#### [BRIEF]
Set down each entry from the block beneath, exactly as written.
---
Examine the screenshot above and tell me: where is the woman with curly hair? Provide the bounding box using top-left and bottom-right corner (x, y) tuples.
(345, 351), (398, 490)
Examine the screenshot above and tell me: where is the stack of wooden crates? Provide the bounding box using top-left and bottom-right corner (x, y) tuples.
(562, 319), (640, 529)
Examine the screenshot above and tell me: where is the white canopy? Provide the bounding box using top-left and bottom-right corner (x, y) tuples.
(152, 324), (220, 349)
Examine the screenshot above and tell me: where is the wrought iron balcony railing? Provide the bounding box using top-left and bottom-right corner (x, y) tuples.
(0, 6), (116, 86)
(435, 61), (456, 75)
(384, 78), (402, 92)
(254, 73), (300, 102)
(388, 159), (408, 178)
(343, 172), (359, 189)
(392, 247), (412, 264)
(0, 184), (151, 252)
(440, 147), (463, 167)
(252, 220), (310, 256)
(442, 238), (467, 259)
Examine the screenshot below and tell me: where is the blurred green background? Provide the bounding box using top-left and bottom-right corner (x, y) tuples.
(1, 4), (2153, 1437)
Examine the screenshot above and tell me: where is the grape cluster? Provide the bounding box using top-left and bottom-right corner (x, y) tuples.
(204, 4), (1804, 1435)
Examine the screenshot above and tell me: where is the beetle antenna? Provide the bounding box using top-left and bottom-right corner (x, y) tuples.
---
#### [WRITTEN RESPONSE]
Examine the screenshot above and tell me: where is the woman with curly hair? Provide the bounding box using top-left and bottom-right corner (x, y) tuples.
(345, 351), (398, 490)
Examine the screenshot above and tell me: where is the stack of wooden crates? Provide the bounding box using top-left and bottom-right corner (x, y) tuples.
(562, 319), (640, 529)
Examine the screenshot above and tell me: where is the white canopy? Provide the bounding box using top-left and bottom-right corner (x, y) tuples.
(152, 324), (220, 349)
Examine the screenshot above and tell me: where is the wrought iron balcony railing? Provide the bounding box using top-left and bottom-right corner (x, y) tuples.
(0, 6), (116, 86)
(435, 61), (456, 75)
(384, 78), (402, 92)
(254, 73), (300, 102)
(388, 159), (408, 178)
(343, 172), (359, 189)
(392, 247), (412, 264)
(0, 184), (151, 252)
(440, 147), (463, 167)
(252, 220), (310, 256)
(442, 238), (467, 259)
Examine the screenshot below and tell me: where is the blurred green background? Provide the bounding box using top-left and bottom-right corner (x, y) tuples.
(1, 4), (2153, 1437)
Examine the screenshot above and tell me: where is the grape cluster? Provide the bounding box using top-left and bottom-right corner (x, y) tuples.
(204, 4), (1804, 1435)
Examine the screenshot above and tell me: where is the beetle antenna? Provide the bounding box using top-left and bottom-right corner (x, y) tuples.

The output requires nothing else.